◆ GIVEN PASSAGE:
For athletes, police reform isn’t as important as beating Republicans

While athletes in the NBA and the rest of the sports world pretend that they are taking a meaningful stand by taking a couple of days’ vacation from their season, it’s worth noting that there already is a model for achieving policy changes as a celebrity with President Trump in the White House, but athletes don’t want to take that route.

Kim Kardashian West helped push the president toward prison reform, meeting frequently at the White House to discuss the issue. She kicked off the issue by pushing Trump to commute the sentence of Alice Marie Johnson. In one 90-day span, she managed to secure commuted sentences for 17 inmates.

So why would the NBA not reach a hand across the aisle to work on police reform? The First Step Act passed through a Republican-controlled House and Senate in 2018, and Republican Sen. Tim Scott has already brought forward a police reform bill this year. All of the provisions in the Republican bill are also supported by Democrats, making it the most likely reform to pass right now.

The reason is politics. Just like Democrats blocked Scott’s bill so they can use police reform as an election-year issue, athletes and sports teams are doing the same. That’s why the Baltimore Ravens endorsed the bill brought forward by House Democrats that has no chance of passing. After all, LeBron James was the one that said change would start in November.

Athletes, like congressional Democrats, don’t care about police reform if they perceive that its enactment will help Trump. The Republican convention was sure to promote the First Step Act as an accomplishment this week, and Alice Marie Johnson spoke at the convention. Apparently, police reform isn’t actually that urgent: it can wait until January.

This isn’t about meaningful reform, and it never really was. If electing Democrats could cure the maladies of racial tensions, then Democrat-run cities such as Kenosha, Wisconsin, and Minneapolis, Minnesota, wouldn’t be burning. If athletes really cared about reform, they would start there before going up to the federal level. But even at the federal level, it’s not solutions they’re after, just Democratic victories in November.

◆ MATERIAL SHOWN:
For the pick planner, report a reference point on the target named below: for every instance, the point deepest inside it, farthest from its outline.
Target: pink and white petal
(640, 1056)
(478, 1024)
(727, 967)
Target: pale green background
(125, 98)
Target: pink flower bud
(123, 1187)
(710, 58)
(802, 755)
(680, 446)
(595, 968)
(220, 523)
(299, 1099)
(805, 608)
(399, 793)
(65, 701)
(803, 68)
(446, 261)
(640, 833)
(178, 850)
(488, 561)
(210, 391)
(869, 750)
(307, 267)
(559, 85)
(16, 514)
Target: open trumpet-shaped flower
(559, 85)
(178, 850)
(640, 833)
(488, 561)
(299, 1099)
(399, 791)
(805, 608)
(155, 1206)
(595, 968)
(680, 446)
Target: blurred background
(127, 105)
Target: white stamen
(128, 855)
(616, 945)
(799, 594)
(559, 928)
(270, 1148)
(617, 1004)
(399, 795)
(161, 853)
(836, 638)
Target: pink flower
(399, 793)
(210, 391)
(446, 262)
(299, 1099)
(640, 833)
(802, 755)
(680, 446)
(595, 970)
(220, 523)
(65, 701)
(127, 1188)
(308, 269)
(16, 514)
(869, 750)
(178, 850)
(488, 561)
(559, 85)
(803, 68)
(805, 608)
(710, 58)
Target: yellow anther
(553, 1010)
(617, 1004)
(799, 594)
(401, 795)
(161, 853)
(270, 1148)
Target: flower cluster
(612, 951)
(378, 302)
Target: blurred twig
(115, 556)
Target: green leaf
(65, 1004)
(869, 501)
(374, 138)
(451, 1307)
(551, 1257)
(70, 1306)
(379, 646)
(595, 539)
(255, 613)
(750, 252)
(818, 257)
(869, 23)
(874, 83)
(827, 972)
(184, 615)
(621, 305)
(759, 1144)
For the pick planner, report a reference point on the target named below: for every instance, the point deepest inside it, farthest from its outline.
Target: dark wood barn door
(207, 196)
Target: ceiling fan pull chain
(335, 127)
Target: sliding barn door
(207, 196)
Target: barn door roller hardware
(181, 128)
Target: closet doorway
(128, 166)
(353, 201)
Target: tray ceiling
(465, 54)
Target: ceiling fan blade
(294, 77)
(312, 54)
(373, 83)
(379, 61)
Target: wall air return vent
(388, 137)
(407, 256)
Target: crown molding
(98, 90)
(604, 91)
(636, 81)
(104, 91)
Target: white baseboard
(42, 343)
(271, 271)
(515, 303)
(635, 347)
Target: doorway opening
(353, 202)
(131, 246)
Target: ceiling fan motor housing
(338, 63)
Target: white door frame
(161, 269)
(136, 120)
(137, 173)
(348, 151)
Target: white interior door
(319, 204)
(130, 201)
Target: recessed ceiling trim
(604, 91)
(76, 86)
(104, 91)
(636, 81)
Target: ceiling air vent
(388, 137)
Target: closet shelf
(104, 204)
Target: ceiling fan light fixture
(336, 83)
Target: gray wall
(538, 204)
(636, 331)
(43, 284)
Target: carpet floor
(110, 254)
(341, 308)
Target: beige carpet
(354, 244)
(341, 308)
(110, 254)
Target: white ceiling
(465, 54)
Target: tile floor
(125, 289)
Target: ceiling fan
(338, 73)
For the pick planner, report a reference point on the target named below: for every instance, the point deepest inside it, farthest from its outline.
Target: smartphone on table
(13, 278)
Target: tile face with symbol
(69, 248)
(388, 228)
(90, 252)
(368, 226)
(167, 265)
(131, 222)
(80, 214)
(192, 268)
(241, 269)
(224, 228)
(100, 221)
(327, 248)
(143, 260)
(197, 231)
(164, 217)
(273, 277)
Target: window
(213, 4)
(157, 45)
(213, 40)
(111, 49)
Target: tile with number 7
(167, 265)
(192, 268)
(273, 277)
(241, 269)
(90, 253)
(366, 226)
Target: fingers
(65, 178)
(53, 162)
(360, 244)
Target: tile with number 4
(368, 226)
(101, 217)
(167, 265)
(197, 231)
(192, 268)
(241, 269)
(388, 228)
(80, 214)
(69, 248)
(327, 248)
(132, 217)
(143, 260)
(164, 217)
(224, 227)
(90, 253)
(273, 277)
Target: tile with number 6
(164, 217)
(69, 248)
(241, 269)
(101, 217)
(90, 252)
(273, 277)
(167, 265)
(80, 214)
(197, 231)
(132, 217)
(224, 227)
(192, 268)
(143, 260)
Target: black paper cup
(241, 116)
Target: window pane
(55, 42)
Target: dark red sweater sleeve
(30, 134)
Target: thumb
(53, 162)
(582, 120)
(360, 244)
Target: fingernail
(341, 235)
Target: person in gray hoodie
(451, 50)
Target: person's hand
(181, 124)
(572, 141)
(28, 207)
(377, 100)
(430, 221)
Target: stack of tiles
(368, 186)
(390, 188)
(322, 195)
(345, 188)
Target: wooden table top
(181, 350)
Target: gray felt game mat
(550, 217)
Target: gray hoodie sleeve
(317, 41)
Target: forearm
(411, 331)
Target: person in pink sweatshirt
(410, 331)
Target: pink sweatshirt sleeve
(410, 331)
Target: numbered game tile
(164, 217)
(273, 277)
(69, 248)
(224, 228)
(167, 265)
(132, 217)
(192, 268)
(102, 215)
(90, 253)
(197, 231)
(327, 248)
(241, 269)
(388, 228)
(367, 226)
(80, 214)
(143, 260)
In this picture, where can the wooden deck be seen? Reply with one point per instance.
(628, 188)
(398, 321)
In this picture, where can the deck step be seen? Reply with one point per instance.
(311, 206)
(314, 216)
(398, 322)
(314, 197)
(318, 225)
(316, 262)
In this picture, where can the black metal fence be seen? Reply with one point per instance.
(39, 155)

◆ PARTS OF THE EXERCISE:
1. Which people does the opinion piece on athletes and police reform mention by name? List every one.
2. Can you reproduce the opinion piece on athletes and police reform word for word, from "While athletes in" up to and including "for 17 inmates."?

◆ ANSWERS TO THE PROBLEMS:
1.
- President Trump
- Kim Kardashian West
- Alice Marie Johnson
- Tim Scott
- LeBron James

2.
While athletes in the NBA and the rest of the sports world pretend that they are taking a meaningful stand by taking a couple of days’ vacation from their season, it’s worth noting that there already is a model for achieving policy changes as a celebrity with President Trump in the White House, but athletes don’t want to take that route.

Kim Kardashian West helped push the president toward prison reform, meeting frequently at the White House to discuss the issue. She kicked off the issue by pushing Trump to commute the sentence of Alice Marie Johnson. In one 90-day span, she managed to secure commuted sentences for 17 inmates.